* _EXERCISE AIM_
Find the line with "Target: person's head". Repeat it and each line after it, exactly, down to the end of the records below.

(INPUT begins)

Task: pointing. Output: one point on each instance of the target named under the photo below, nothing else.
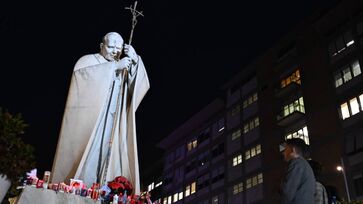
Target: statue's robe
(91, 119)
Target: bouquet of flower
(120, 185)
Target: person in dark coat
(298, 185)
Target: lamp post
(342, 169)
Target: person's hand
(124, 63)
(130, 52)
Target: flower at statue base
(16, 157)
(119, 185)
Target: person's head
(111, 46)
(294, 148)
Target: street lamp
(342, 169)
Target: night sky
(190, 49)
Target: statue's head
(111, 46)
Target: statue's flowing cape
(88, 123)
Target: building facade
(309, 85)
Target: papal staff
(102, 172)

(INPUT ends)

* _WRITTEN RESPONSE_
Target: person's head
(111, 46)
(294, 148)
Target: street lamp
(342, 169)
Target: night sky
(190, 49)
Target: statue's head
(111, 46)
Target: statue's flowing cape
(88, 123)
Target: building facade
(309, 85)
Target: papal staff
(102, 172)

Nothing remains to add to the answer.